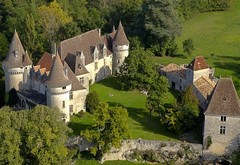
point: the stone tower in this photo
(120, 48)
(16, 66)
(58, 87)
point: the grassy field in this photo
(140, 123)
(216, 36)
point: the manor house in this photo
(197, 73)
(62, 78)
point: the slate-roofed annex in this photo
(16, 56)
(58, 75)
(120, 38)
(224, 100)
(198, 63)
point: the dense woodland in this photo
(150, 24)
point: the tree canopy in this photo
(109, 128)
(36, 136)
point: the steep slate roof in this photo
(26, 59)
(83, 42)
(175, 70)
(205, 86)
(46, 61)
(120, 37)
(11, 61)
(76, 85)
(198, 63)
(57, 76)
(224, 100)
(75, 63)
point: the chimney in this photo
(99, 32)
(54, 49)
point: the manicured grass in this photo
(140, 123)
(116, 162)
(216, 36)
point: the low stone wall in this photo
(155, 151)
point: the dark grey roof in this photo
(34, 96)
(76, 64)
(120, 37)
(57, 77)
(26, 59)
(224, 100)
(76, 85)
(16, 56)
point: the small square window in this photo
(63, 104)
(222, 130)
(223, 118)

• • • • • • •

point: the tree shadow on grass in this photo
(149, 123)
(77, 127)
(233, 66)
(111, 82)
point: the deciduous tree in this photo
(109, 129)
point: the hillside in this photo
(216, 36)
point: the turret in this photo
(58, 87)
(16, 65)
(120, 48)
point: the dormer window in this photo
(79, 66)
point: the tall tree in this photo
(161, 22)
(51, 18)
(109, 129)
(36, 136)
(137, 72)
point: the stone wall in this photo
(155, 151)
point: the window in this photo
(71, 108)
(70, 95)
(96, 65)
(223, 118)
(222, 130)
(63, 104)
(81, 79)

• • • • • • •

> Exercise goal
Find every line in the records that contains the string "stone", matching case, and copy each of those lines.

> Complete answer
point: the stone tower in this photo
point: the low stone wall in this photo
point: the stone wall in this photo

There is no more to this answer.